Task to carry out: Your task is to return the span of lines beginning at the one with "indicate: bare soil patch" and ending at the last line of the data, exactly as it stands.

Exercise data:
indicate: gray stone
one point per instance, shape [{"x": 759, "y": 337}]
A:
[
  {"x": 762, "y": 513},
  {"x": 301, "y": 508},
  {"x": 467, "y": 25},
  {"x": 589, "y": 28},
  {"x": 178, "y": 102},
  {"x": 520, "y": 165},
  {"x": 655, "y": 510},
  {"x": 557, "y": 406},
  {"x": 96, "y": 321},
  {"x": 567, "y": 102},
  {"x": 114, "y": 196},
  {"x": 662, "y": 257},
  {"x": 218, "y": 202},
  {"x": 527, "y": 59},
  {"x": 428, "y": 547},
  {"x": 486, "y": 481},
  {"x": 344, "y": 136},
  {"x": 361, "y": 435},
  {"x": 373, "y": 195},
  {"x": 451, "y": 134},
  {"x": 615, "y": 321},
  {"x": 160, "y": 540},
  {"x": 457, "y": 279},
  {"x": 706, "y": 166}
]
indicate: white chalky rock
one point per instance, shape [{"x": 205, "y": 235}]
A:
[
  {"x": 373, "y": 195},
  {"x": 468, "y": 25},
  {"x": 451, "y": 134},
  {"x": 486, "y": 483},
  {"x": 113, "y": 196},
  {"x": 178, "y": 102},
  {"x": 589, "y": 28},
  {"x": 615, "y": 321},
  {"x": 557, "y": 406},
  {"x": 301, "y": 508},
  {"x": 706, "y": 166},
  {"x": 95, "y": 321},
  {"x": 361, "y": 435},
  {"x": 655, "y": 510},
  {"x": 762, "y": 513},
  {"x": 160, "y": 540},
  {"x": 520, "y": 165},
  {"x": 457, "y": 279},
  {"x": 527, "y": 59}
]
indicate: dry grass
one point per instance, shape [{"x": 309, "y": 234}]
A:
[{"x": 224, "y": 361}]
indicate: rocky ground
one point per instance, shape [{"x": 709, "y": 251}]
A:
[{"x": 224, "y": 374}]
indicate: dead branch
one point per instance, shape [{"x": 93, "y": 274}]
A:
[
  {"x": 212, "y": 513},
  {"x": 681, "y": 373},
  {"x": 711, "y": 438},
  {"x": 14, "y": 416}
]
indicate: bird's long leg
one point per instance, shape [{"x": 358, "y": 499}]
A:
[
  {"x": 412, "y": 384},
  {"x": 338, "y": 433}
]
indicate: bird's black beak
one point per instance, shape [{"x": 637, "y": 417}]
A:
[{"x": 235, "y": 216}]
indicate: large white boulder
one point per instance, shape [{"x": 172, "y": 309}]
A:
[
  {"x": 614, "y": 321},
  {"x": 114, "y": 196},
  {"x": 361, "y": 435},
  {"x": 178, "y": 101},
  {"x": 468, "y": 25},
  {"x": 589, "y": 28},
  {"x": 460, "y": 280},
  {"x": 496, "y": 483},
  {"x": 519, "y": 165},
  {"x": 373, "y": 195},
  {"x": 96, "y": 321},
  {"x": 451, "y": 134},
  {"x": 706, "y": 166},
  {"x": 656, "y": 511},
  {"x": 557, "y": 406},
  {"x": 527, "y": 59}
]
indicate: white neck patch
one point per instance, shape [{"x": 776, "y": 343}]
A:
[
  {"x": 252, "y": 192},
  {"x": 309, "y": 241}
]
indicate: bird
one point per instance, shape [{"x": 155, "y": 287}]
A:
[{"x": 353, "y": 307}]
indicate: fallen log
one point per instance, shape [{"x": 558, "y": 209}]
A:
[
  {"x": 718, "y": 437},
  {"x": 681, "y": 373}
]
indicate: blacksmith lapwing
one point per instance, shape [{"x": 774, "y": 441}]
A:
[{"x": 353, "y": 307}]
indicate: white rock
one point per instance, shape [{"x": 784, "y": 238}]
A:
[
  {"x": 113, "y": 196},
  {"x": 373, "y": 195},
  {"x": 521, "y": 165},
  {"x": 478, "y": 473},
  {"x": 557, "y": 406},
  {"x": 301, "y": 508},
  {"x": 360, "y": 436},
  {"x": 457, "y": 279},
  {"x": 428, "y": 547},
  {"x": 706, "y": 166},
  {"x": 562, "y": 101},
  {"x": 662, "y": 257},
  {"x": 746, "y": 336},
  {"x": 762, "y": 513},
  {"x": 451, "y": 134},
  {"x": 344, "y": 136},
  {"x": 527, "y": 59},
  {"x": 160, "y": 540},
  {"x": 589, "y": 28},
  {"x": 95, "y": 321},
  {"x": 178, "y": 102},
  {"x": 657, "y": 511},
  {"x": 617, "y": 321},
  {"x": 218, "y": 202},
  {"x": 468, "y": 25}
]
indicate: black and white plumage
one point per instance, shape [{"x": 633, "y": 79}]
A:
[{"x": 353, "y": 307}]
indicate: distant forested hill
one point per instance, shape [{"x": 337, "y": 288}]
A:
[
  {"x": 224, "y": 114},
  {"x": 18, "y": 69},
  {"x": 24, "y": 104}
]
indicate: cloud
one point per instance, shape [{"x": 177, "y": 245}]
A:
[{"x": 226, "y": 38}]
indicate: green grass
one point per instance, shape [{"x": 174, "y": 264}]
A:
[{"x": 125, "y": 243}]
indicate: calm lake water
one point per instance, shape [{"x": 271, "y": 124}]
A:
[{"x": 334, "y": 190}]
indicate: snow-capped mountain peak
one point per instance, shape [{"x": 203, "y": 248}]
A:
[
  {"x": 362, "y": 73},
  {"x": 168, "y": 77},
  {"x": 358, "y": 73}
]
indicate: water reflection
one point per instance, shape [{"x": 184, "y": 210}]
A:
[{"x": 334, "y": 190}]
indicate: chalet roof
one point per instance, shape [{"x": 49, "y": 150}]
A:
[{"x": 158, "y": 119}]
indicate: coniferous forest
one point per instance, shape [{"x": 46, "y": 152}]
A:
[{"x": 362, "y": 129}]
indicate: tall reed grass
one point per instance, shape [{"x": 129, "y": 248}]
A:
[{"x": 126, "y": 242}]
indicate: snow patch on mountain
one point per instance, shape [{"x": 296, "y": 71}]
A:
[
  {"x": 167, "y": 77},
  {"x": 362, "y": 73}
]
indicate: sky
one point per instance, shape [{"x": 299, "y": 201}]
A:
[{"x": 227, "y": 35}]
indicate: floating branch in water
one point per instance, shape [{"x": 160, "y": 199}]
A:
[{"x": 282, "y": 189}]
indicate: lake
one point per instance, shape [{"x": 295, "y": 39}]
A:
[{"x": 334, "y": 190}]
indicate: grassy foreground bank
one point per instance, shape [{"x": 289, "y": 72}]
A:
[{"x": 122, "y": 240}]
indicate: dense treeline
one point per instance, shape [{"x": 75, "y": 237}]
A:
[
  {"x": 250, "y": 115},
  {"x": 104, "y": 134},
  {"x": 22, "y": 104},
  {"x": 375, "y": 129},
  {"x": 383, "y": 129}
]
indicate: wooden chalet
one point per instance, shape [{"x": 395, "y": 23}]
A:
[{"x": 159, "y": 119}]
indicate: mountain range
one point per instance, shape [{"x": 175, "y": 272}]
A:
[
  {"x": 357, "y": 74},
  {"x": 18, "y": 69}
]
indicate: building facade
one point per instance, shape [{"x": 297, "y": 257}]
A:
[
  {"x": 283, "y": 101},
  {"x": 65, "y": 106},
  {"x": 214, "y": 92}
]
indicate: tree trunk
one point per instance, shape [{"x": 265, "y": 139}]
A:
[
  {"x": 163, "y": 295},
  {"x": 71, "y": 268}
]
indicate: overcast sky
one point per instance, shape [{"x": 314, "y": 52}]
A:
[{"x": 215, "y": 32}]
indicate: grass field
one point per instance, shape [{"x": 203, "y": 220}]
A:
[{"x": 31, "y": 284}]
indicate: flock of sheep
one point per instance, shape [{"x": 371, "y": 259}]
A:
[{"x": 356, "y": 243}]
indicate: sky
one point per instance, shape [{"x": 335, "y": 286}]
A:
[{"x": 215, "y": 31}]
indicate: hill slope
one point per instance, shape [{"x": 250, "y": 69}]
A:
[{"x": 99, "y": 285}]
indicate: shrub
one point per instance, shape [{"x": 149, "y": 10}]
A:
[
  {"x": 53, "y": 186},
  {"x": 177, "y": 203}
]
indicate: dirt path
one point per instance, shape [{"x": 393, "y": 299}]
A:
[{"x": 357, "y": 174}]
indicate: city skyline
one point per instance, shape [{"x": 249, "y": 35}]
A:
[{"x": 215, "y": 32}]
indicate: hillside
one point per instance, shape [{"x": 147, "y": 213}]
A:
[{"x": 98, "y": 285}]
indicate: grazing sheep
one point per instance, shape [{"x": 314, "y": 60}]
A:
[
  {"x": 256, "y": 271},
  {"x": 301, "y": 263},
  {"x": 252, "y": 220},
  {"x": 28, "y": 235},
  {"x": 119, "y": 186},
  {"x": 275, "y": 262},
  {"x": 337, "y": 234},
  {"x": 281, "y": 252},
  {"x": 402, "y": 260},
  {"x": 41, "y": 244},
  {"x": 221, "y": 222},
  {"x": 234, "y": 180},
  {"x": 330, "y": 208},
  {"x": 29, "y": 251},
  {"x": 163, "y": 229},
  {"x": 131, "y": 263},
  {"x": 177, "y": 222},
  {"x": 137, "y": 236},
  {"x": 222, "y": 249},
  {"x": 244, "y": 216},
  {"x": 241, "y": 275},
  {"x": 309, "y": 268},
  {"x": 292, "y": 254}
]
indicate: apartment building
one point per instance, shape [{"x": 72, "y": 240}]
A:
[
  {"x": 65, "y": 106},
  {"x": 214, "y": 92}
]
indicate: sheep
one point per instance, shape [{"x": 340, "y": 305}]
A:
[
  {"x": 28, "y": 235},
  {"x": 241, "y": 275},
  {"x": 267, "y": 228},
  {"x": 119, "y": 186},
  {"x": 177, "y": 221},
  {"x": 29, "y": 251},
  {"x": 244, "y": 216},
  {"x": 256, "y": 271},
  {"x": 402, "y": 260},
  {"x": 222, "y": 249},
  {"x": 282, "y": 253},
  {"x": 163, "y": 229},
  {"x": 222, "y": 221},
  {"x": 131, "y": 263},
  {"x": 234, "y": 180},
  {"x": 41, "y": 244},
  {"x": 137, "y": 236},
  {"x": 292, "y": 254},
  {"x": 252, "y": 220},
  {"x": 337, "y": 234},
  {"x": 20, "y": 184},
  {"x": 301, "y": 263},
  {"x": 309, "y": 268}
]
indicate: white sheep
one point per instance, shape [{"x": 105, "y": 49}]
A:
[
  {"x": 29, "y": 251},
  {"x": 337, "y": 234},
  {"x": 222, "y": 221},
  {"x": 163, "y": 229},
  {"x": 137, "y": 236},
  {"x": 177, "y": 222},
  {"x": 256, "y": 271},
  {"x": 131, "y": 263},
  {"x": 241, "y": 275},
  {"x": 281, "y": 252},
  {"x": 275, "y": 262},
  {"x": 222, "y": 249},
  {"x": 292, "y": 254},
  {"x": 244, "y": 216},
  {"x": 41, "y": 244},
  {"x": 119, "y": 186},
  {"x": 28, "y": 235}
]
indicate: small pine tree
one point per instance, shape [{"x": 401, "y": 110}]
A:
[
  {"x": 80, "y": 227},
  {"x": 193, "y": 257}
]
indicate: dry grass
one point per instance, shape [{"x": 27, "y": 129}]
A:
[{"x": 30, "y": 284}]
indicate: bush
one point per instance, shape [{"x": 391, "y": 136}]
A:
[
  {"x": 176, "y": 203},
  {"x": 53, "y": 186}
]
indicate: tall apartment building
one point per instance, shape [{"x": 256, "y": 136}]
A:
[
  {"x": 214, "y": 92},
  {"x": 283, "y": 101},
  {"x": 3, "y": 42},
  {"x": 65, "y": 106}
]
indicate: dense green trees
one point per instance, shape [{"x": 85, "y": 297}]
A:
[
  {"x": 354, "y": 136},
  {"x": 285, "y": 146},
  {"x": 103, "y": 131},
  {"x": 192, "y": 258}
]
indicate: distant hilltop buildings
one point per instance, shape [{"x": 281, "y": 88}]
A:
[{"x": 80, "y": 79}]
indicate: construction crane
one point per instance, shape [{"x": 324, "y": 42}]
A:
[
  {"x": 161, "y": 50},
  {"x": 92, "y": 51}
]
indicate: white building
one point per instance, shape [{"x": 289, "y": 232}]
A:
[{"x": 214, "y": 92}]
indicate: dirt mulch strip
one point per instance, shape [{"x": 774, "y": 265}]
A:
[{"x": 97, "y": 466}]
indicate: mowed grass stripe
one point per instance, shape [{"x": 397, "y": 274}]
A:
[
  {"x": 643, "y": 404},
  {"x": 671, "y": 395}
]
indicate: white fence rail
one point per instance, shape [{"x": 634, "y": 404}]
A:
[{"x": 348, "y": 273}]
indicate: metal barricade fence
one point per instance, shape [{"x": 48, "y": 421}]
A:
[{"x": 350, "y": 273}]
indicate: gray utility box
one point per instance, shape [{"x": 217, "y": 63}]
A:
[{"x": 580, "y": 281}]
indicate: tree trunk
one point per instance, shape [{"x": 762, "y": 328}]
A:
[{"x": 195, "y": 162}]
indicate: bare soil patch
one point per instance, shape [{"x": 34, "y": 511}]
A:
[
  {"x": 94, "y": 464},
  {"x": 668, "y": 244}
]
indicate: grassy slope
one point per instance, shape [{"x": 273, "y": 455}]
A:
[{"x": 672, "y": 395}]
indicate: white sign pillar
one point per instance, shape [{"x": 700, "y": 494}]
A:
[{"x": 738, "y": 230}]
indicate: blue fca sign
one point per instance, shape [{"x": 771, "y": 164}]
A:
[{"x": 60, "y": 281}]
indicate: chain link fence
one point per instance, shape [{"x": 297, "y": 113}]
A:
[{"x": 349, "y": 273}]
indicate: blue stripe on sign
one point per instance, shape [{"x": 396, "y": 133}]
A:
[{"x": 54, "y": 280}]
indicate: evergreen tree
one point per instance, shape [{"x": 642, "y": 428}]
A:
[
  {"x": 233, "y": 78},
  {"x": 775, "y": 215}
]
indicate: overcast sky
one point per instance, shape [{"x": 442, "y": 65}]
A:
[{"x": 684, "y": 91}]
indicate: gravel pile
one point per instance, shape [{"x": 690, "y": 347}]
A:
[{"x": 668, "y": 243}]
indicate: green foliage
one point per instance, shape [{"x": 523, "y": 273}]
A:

Problem solution:
indicate: bare soil patch
one point per instance, shape [{"x": 34, "y": 511}]
A:
[
  {"x": 94, "y": 464},
  {"x": 668, "y": 244}
]
indicate: grassy slope
one point per instance, shape [{"x": 273, "y": 455}]
A:
[{"x": 672, "y": 395}]
indicate: white sign pillar
one point per instance, shape [{"x": 700, "y": 494}]
A:
[{"x": 738, "y": 230}]
indicate: blue fca sign
one point per instance, shape [{"x": 771, "y": 164}]
A:
[{"x": 60, "y": 281}]
indicate: chain link fence
one point per instance, shape [{"x": 297, "y": 113}]
A:
[{"x": 349, "y": 273}]
indicate: blue stripe on sign
one point per instance, shape [{"x": 396, "y": 133}]
A:
[{"x": 54, "y": 280}]
indicate: evergreen tree
one point per instance, shape [{"x": 642, "y": 428}]
A:
[
  {"x": 233, "y": 78},
  {"x": 775, "y": 215}
]
indicate: overcast sky
one point per instance, shape [{"x": 442, "y": 65}]
A:
[{"x": 684, "y": 91}]
indicate: gravel pile
one point per instance, shape [{"x": 690, "y": 347}]
A:
[{"x": 668, "y": 243}]
indicate: green foliage
one point per instance, shape [{"x": 523, "y": 273}]
A:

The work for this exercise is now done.